Trecho do texto:
++++++

Em Portugal pensei muitas vezes nele, mas nada aconteceu. Um dia indo para a casa da Vera lá em Oeiras, vi uma loja com um anuncio de leitura de TARÔ. Me interessei e entrei na loja, e marquei a consulta com a taralóga para o dia seguinte; No dia  da consulta cheguei e lá havia uma senhora bem bonita, não sei porque, não entendo bem, estava ela toda de preto,  vestia uma roupa que eu não conseguia definir muito bem, parecia uma dama antiga  vestindo preto, um odelo de roupa de pessoas de outro século, no de saraus, de castelos, enfim, a mulher era bem diferente.
Pediu-me que dissesse a minha data de nascimento e a hora do meu nascimento, disse-lhe, daí ela já me falou uma série de coisas, inclusive que eu tinha uma mediunidade extraordinária e que eu tinha capacidade de cura pelas mãos.  Como é a quarta ou quinta vez que ouço isto, penso que daqui para frente vou tentar desenvolver isto. Entretanto, isto não foi o interessante da minha consulta.  Ela continuou e acabou de me dizer algumas coisas que via nas cartas, umas boas e outras más, e perguntou-me se eu queria saber alguma coisa especifica: falei-lhe que queria publicar um livro, e seu eu conseguir isto.
Antes de abrir o baralho ela me perguntou sobre o que seria o livro que eu queria publicar.  Falei que era sobre a história da Bahia no período colonial, bem lá nos primórdios do descobrimento e colonização.  Também falei mais ou menos como seria a metodologia que iria aplicar.  Dito isto ela jogou as cartas e me disse claramente: “sim você vai publicar o livro, mas quem será o autor?”  Obviamente que serei eu, respondi.  Aí ela argumentou: “Você!!!!! E o espirito que lhe informa  os fatos, os acontecimentos?”  Fiquei olhando para a mulher, devo ter feito uma cara completamente idiota, porque ela  falou:  “Se estás a psicografar O autor do livro é o espirito e não você”.

++++++

Dados registrados:

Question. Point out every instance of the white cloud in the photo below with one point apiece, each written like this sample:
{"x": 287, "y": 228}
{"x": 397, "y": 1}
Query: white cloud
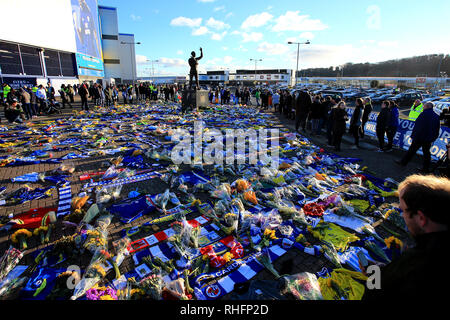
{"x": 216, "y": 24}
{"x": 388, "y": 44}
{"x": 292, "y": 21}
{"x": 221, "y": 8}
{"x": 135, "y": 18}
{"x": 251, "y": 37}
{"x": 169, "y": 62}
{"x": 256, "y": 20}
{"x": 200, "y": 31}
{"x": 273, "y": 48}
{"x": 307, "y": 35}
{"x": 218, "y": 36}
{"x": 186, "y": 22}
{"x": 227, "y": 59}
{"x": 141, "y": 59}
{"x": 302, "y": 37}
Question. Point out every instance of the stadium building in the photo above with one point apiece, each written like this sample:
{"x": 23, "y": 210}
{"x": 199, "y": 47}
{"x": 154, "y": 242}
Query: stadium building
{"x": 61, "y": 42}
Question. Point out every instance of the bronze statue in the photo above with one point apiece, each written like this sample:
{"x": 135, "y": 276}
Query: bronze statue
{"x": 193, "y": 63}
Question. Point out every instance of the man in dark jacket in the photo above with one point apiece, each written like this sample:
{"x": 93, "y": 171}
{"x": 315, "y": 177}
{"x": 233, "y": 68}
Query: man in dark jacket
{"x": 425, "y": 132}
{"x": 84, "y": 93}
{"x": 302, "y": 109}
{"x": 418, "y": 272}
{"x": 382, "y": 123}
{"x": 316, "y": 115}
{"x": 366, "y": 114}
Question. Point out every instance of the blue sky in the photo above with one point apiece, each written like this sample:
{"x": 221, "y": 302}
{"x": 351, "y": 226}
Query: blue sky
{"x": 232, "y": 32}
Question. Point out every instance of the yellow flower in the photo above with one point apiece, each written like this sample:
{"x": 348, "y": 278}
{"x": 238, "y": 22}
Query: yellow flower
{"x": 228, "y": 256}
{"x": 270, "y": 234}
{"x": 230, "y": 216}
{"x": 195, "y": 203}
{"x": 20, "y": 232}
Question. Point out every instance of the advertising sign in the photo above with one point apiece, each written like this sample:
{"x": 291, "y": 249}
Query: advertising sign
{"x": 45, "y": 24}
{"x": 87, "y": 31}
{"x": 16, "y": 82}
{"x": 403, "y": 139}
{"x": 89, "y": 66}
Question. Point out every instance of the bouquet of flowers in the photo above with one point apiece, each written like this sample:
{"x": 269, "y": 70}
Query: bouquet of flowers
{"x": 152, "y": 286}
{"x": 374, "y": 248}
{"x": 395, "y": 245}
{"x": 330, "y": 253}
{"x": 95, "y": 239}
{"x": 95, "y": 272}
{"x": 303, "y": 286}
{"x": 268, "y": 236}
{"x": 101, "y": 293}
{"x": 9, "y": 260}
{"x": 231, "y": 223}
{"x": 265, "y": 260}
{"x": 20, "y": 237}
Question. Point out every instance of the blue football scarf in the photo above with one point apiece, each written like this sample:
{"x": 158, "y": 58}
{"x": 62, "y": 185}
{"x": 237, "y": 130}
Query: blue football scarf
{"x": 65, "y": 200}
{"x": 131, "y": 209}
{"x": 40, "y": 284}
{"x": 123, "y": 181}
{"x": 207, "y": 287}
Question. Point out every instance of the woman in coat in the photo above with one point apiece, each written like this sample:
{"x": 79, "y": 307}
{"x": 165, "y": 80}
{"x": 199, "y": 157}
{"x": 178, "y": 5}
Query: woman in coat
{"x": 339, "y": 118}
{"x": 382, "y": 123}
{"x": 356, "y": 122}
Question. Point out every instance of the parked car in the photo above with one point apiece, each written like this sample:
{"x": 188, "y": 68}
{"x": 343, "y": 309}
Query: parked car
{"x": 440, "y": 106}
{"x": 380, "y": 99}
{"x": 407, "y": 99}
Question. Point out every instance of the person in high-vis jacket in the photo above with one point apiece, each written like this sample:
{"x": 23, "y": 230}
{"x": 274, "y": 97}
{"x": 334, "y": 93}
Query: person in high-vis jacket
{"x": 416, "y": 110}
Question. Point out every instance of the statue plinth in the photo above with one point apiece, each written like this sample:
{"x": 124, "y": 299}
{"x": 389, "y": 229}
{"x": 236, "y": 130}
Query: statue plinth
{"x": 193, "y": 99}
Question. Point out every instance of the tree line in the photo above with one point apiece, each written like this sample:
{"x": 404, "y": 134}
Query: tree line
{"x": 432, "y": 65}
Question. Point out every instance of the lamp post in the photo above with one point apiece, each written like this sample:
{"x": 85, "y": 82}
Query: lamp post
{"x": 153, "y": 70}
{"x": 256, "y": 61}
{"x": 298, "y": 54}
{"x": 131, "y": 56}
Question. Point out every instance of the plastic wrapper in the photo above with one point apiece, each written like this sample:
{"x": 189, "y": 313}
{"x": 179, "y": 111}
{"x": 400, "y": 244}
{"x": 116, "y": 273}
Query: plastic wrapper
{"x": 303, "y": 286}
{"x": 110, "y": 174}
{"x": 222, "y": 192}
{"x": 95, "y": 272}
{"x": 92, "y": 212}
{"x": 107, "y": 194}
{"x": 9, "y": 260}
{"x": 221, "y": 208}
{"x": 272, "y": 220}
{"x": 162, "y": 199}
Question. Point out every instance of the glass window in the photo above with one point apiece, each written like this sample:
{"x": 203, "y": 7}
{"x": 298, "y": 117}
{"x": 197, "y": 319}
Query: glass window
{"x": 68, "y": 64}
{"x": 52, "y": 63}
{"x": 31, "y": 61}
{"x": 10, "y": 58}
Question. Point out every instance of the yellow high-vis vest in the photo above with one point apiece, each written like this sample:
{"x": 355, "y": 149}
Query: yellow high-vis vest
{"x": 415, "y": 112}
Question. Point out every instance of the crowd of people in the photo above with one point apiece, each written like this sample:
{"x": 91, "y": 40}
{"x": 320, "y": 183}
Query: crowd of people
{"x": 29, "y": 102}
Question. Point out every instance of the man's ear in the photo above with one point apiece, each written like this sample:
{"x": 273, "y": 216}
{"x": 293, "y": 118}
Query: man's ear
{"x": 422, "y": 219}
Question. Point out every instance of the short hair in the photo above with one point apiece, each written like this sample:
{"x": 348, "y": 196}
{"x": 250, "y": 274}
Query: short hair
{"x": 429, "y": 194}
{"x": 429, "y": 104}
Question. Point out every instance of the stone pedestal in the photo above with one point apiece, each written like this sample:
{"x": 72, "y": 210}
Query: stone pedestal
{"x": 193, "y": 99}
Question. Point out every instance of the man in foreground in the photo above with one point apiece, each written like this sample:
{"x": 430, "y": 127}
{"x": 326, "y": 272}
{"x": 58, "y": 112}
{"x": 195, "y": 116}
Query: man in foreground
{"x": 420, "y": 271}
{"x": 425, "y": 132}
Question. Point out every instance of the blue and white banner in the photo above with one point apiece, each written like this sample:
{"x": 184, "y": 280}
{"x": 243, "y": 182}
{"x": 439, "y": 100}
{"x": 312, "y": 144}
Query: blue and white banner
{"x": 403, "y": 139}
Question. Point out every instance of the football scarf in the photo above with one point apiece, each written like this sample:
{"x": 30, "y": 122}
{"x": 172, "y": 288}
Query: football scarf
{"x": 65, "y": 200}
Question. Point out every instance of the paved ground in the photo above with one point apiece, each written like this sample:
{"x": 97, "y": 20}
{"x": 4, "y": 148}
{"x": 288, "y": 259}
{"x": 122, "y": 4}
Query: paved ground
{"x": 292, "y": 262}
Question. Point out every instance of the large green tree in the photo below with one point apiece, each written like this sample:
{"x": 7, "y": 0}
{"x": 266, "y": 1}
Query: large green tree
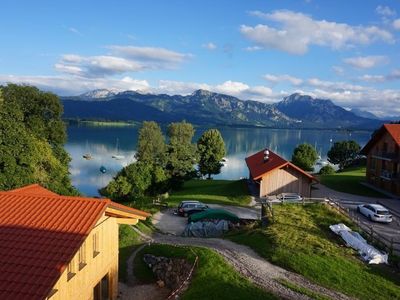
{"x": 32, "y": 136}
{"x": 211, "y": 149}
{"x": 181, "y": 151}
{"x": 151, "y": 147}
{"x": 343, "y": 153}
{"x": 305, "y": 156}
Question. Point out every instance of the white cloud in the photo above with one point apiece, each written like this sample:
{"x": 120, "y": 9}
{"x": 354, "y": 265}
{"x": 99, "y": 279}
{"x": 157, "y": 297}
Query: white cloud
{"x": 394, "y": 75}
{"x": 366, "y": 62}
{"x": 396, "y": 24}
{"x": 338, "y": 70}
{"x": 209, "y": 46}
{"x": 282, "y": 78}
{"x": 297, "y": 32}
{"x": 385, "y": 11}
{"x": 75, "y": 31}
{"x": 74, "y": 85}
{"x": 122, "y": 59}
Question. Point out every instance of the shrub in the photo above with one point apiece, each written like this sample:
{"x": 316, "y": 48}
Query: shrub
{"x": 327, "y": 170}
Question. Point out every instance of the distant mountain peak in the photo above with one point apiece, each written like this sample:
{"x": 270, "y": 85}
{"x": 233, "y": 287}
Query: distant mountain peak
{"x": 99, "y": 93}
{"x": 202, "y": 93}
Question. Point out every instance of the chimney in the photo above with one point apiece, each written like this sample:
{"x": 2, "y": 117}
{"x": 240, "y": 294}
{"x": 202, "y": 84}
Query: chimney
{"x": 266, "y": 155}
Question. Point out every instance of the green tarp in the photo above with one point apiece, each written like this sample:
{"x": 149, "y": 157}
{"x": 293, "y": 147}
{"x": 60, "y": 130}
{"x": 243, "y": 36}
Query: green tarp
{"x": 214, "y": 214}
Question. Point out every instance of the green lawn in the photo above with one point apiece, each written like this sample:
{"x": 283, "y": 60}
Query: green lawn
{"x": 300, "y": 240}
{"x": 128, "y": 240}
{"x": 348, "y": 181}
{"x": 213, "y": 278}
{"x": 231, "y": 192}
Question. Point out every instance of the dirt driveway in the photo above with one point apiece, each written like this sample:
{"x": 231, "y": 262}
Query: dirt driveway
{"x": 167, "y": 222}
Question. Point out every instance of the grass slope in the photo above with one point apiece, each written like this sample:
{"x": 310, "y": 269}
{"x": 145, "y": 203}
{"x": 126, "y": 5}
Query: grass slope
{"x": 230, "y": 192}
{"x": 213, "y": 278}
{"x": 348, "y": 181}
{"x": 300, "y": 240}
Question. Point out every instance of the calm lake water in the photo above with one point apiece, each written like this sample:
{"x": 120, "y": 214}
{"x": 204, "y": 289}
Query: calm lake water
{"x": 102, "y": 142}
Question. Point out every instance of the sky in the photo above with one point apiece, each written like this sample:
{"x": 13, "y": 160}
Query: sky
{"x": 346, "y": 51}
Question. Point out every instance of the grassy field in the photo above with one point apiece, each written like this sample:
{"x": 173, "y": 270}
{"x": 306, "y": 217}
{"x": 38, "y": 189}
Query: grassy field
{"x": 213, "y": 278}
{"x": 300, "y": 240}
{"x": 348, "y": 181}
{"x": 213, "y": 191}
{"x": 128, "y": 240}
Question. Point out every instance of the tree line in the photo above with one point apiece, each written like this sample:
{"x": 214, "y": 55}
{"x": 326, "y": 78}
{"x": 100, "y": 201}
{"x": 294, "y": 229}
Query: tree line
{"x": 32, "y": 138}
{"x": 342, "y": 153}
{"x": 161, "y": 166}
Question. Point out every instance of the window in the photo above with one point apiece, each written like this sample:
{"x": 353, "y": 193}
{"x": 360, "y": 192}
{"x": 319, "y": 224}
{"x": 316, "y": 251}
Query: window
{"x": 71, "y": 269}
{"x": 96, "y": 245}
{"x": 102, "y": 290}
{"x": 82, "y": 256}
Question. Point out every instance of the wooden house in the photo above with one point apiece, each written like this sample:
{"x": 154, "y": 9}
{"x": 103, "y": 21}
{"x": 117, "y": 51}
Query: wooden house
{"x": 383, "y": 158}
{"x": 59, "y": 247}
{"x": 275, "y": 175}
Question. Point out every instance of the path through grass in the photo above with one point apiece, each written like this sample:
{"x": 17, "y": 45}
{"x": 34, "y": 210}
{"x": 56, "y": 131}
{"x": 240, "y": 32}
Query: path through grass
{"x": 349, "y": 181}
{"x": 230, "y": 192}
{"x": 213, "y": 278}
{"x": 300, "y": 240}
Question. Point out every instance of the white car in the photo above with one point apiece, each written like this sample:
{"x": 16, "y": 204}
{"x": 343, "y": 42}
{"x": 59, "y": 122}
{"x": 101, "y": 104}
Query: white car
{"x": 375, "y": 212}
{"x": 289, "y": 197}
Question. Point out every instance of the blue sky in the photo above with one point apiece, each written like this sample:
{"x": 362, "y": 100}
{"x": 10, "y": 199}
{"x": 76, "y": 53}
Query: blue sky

++++++

Exercícios:
- a) Cite o trecho sobre a consulta de tarô, começando por "Pediu-me que dissesse" e seguindo até "eu conseguir isto.".
- b) Resuma em três frases o trecho sobre a consulta de tarô.
As linhas vêm de outra fonte.

Respostas por tarefa:
- a)
Pediu-me que dissesse a minha data de nascimento e a hora do meu nascimento, disse-lhe, daí ela já me falou uma série de coisas, inclusive que eu tinha uma mediunidade extraordinária e que eu tinha capacidade de cura pelas mãos.  Como é a quarta ou quinta vez que ouço isto, penso que daqui para frente vou tentar desenvolver isto. Entretanto, isto não foi o interessante da minha consulta.  Ela continuou e acabou de me dizer algumas coisas que via nas cartas, umas boas e outras más, e perguntou-me se eu queria saber alguma coisa especifica: falei-lhe que queria publicar um livro, e seu eu conseguir isto.

- b) Numa loja em Oeiras que anunciava leitura de tarô, quem narra marcou uma consulta e encontrou uma senhora toda de preto, com roupa que parecia de outro século. Depois de saber a data e a hora de nascimento, ela disse que quem narra tinha mediunidade extraordinária e capacidade de cura pelas mãos, e perguntou sobre o livro a publicar, que trataria da história da Bahia no período colonial. Pelas cartas, o livro seria publicado, mas ela afirmou que, se houvesse psicografia, o autor seria o espírito.